## GOAL
Convert the lines into a numbered list with blank lines dropped, starting at the first line of the entries and continuing through the line that contains "769;411;796;445". Cover only those lines, and leave the pictures out of the answer.

[Records of labeled boxes]
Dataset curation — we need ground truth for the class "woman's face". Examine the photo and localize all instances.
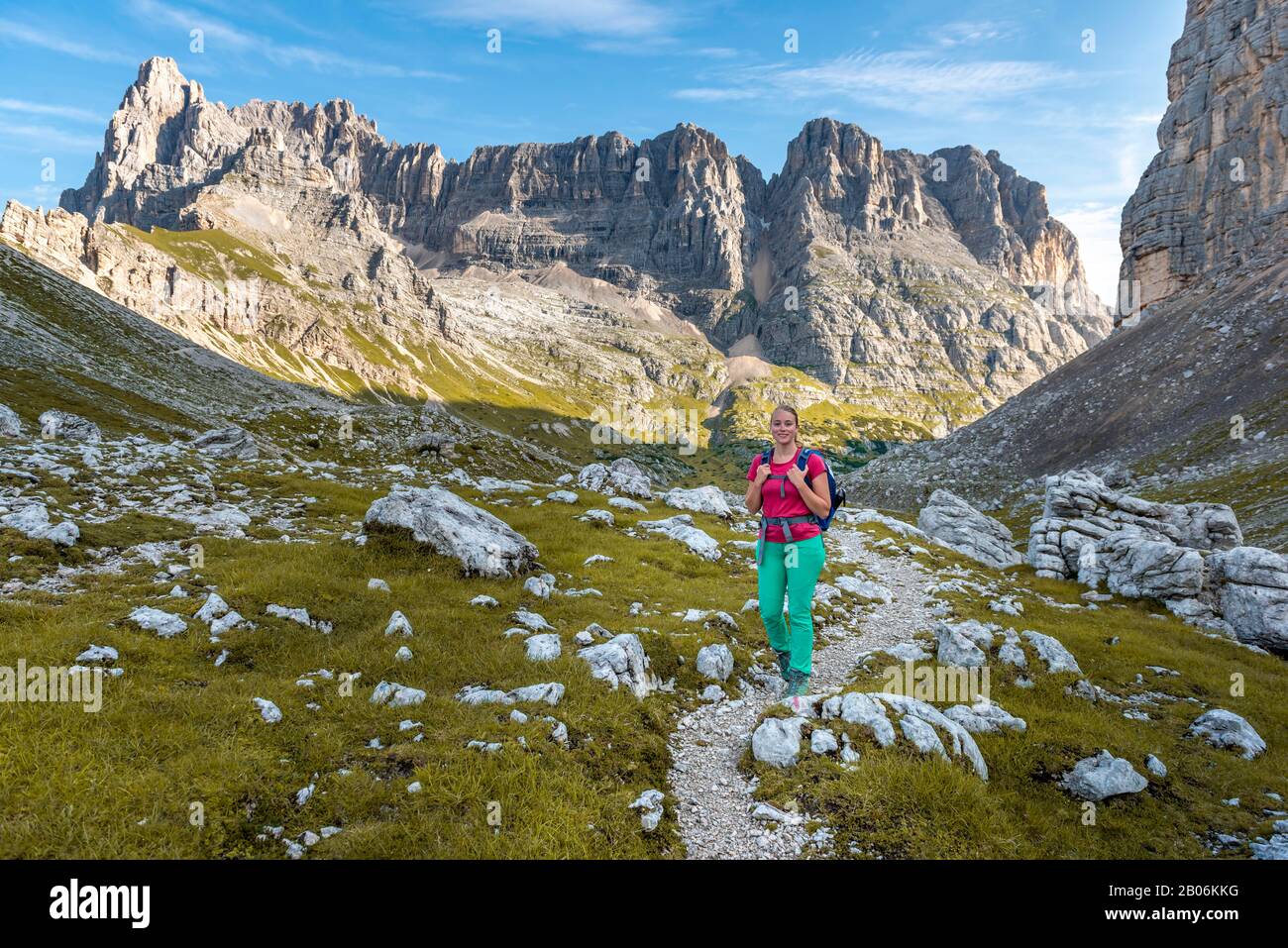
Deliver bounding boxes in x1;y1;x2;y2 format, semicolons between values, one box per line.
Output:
769;411;796;445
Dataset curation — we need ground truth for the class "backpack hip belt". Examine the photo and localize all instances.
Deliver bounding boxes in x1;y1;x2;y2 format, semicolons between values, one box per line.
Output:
756;514;818;563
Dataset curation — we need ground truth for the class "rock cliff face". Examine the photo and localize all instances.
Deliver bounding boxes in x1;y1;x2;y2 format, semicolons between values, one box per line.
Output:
1121;0;1288;306
851;0;1288;546
0;58;1111;438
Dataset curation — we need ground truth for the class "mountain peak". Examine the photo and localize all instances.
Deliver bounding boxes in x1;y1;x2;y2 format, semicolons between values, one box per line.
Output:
121;55;206;111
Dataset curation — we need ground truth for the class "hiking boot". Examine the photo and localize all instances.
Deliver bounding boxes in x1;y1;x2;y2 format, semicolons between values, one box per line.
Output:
774;648;793;682
786;669;808;698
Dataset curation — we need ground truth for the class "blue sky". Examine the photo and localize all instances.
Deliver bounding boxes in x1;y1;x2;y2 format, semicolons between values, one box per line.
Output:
0;0;1185;300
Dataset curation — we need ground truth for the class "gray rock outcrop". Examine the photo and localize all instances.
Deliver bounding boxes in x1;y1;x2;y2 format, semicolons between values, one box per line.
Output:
364;487;538;579
1060;751;1149;802
192;425;259;461
917;488;1024;570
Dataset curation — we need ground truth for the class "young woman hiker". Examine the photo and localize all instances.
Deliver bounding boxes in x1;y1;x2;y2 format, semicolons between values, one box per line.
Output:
747;404;832;698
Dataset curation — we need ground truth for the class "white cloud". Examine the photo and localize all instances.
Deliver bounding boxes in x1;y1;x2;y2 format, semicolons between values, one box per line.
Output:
399;0;679;38
931;20;1018;49
0;20;138;65
0;121;103;152
673;51;1085;116
0;99;107;125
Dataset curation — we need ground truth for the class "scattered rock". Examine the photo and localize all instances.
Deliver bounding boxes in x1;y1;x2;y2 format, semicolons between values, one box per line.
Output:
1188;708;1266;760
40;408;103;445
917;488;1022;570
129;605;188;639
696;644;733;682
1060;751;1149;802
192;425;259;461
364;487;538;579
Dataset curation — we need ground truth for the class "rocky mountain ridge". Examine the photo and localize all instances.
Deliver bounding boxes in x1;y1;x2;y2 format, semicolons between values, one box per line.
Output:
1121;0;1288;314
0;58;1109;446
851;0;1288;549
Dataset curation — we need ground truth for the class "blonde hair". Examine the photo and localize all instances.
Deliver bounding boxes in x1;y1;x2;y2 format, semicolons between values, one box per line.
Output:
769;402;805;448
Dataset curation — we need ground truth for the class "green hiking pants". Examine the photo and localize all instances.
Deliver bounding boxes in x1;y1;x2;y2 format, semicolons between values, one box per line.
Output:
756;535;824;675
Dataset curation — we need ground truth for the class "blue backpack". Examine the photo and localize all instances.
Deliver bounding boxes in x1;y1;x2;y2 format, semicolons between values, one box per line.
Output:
760;448;845;529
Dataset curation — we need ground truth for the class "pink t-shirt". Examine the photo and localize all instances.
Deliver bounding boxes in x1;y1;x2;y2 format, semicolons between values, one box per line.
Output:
747;448;827;544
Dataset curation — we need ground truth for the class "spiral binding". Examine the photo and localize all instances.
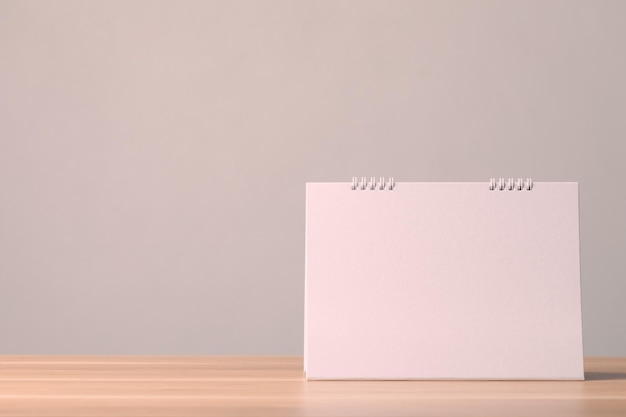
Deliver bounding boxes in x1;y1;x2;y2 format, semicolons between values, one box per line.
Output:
489;178;533;191
352;177;396;191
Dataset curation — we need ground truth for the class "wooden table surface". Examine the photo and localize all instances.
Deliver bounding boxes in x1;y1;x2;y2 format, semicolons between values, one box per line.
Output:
0;356;626;417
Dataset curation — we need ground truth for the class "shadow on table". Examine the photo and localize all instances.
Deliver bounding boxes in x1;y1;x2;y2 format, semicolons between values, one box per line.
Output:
585;372;626;381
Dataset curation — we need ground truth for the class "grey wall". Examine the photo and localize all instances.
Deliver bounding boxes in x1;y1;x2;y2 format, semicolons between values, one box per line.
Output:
0;0;626;355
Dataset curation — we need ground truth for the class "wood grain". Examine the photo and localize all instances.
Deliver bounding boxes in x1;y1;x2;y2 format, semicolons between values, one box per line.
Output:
0;356;626;417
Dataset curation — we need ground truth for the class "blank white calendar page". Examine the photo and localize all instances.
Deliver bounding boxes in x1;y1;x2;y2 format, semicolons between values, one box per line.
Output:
305;182;584;379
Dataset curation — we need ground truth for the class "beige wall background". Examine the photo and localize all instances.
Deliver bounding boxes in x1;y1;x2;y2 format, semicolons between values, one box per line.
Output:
0;0;626;355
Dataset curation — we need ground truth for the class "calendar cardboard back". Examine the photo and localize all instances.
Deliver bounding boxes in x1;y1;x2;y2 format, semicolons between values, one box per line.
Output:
304;182;584;380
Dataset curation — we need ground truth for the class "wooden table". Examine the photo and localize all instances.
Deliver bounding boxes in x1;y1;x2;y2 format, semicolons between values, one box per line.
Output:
0;356;626;417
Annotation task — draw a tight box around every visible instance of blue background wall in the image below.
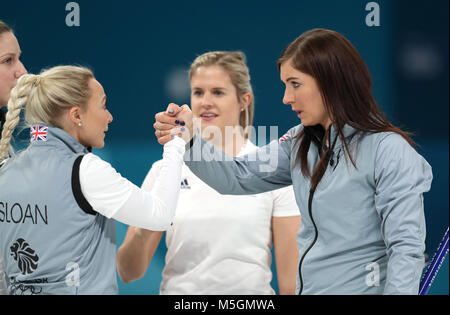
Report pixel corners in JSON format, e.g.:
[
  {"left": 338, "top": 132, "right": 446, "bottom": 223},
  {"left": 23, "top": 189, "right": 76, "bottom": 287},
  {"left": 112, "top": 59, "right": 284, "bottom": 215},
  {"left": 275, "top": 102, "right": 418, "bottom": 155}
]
[{"left": 0, "top": 0, "right": 449, "bottom": 294}]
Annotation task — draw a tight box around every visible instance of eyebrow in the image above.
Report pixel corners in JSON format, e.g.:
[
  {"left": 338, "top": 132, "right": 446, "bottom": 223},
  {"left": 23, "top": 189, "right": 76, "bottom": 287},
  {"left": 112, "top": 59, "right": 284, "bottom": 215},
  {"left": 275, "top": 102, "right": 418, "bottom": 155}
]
[
  {"left": 0, "top": 50, "right": 22, "bottom": 58},
  {"left": 192, "top": 86, "right": 227, "bottom": 91},
  {"left": 286, "top": 77, "right": 299, "bottom": 82}
]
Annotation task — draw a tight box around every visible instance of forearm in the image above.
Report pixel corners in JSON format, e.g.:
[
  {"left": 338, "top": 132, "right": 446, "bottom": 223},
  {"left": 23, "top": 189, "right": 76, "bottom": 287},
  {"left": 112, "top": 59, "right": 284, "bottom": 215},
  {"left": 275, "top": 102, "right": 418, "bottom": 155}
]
[
  {"left": 117, "top": 227, "right": 162, "bottom": 283},
  {"left": 272, "top": 216, "right": 301, "bottom": 295}
]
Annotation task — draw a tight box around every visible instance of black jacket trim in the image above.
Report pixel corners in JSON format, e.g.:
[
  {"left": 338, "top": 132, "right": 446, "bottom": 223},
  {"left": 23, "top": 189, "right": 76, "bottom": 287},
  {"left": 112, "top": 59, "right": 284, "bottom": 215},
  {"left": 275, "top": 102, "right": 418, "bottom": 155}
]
[{"left": 72, "top": 155, "right": 97, "bottom": 215}]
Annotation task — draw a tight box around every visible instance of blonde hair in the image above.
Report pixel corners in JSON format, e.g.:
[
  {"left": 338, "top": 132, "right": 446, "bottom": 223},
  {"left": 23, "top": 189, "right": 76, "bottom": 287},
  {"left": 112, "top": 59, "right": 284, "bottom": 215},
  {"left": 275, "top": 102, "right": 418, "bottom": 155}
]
[
  {"left": 0, "top": 66, "right": 94, "bottom": 161},
  {"left": 189, "top": 51, "right": 255, "bottom": 139},
  {"left": 0, "top": 20, "right": 12, "bottom": 35}
]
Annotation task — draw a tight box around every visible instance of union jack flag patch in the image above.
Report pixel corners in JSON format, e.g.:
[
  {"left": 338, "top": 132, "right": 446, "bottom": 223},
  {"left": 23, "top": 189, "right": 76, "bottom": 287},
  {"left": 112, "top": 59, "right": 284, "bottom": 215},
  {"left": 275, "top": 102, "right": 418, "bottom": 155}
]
[
  {"left": 278, "top": 133, "right": 291, "bottom": 143},
  {"left": 30, "top": 125, "right": 48, "bottom": 142}
]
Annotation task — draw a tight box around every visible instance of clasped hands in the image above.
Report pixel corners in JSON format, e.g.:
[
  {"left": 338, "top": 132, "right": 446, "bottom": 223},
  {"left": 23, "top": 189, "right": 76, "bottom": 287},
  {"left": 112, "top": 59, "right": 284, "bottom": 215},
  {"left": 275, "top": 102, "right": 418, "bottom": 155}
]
[{"left": 153, "top": 103, "right": 194, "bottom": 145}]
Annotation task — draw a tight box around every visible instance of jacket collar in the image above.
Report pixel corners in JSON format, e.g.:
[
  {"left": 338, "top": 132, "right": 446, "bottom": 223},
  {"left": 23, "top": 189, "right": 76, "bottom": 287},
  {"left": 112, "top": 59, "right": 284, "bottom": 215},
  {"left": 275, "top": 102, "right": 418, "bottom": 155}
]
[
  {"left": 30, "top": 125, "right": 91, "bottom": 154},
  {"left": 0, "top": 108, "right": 6, "bottom": 139}
]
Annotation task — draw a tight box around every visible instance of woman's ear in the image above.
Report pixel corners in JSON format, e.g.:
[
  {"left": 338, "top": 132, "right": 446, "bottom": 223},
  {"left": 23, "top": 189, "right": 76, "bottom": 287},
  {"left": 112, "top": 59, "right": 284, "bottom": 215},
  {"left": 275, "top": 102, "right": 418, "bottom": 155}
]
[
  {"left": 68, "top": 106, "right": 82, "bottom": 126},
  {"left": 241, "top": 93, "right": 252, "bottom": 112}
]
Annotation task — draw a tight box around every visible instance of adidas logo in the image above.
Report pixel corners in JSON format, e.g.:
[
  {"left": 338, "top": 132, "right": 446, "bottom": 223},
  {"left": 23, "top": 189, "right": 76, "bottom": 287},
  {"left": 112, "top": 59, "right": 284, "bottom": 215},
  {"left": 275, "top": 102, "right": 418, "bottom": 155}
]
[{"left": 181, "top": 178, "right": 191, "bottom": 189}]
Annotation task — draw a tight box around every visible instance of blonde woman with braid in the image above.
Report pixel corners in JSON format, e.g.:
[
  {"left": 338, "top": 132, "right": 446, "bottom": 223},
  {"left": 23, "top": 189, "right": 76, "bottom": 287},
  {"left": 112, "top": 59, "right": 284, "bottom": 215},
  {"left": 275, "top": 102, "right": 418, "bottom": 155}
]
[
  {"left": 0, "top": 20, "right": 27, "bottom": 295},
  {"left": 117, "top": 52, "right": 300, "bottom": 295},
  {"left": 0, "top": 66, "right": 190, "bottom": 294}
]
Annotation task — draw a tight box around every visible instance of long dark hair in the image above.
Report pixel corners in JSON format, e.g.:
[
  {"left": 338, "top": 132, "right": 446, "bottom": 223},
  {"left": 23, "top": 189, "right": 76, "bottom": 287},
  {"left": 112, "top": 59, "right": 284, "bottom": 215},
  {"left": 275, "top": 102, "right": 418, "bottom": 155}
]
[{"left": 278, "top": 29, "right": 414, "bottom": 189}]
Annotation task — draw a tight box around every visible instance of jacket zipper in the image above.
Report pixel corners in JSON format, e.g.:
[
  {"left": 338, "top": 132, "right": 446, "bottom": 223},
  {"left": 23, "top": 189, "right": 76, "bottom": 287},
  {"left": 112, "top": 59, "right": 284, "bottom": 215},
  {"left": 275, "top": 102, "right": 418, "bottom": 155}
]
[{"left": 298, "top": 189, "right": 319, "bottom": 295}]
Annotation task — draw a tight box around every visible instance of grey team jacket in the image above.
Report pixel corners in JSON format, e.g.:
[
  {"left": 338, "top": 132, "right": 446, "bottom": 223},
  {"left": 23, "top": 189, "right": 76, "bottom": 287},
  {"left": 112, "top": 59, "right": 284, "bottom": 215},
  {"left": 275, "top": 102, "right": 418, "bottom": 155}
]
[
  {"left": 185, "top": 125, "right": 432, "bottom": 295},
  {"left": 0, "top": 126, "right": 118, "bottom": 294}
]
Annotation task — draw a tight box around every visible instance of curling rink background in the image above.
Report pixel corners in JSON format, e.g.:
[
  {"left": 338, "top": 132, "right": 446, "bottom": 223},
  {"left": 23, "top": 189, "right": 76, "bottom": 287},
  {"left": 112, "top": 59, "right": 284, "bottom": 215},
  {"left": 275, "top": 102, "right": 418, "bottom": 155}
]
[{"left": 0, "top": 0, "right": 449, "bottom": 294}]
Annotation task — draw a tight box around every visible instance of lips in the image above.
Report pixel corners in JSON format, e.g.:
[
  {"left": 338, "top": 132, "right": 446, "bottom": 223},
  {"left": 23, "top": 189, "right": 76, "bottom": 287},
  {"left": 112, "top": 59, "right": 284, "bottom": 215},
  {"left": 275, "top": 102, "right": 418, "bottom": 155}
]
[{"left": 200, "top": 112, "right": 219, "bottom": 121}]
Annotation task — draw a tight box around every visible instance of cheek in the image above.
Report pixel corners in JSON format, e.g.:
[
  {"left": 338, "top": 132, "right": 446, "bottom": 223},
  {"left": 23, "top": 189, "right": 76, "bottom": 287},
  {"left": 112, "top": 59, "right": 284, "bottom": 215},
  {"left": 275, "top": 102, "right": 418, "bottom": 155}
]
[{"left": 191, "top": 98, "right": 202, "bottom": 117}]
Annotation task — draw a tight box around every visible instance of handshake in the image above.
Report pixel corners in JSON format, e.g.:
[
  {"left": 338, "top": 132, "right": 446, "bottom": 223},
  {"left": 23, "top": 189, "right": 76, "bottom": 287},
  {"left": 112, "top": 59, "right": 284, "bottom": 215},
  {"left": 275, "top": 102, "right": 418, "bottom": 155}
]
[{"left": 153, "top": 103, "right": 194, "bottom": 145}]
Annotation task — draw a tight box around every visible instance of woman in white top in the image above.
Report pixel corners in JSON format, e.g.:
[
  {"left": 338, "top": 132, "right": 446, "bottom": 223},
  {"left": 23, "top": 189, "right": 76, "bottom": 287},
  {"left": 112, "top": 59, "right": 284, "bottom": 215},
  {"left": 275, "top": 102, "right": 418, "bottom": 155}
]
[
  {"left": 117, "top": 52, "right": 300, "bottom": 295},
  {"left": 0, "top": 20, "right": 27, "bottom": 295}
]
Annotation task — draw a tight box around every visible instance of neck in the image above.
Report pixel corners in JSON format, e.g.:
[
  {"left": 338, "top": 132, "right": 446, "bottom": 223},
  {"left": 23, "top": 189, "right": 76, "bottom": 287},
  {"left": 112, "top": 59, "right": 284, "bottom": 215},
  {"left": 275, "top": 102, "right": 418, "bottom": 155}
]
[{"left": 204, "top": 128, "right": 247, "bottom": 156}]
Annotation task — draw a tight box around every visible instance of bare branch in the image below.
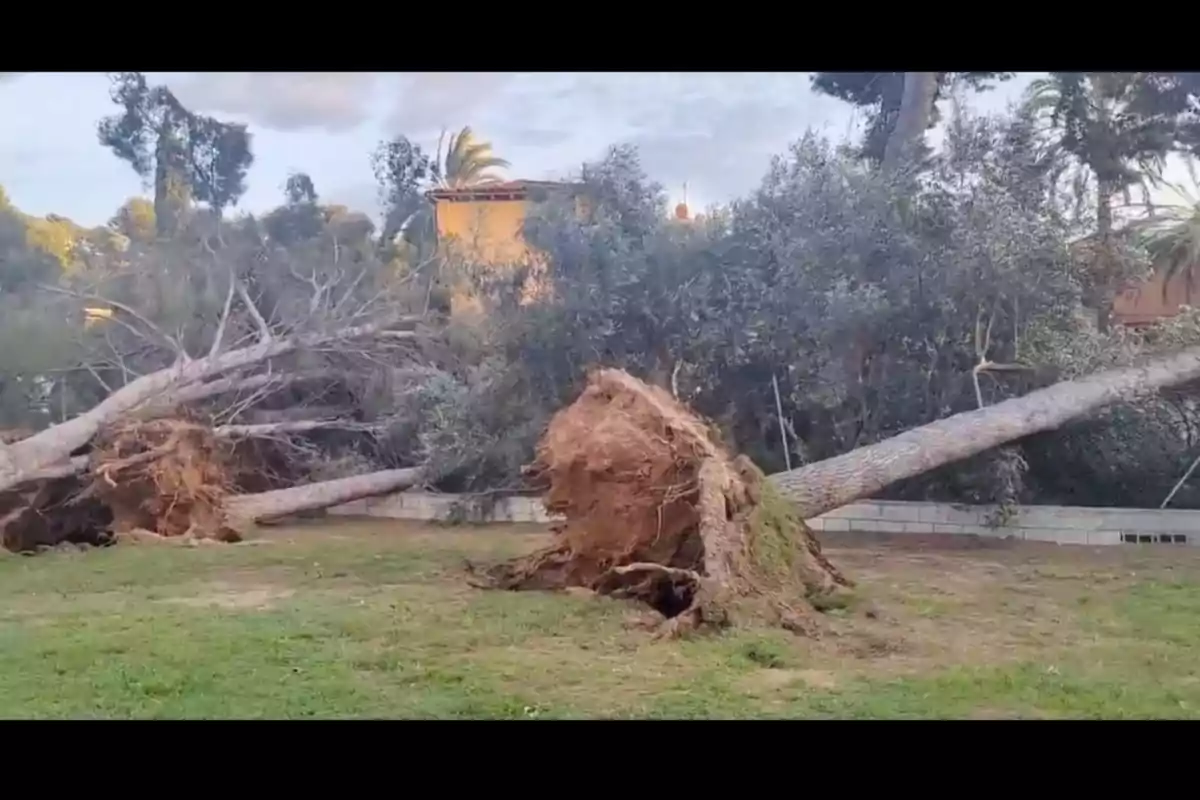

## COMPLETE RESPONSE
1. Dataset curation — we need ground truth for the class "woman's face". Examine the photo and localize all instances.
2. Deliver bounding boxes in x1;y1;x2;y2 format, semicolons between values, one box per line.
3. Output:
4. 769;411;796;445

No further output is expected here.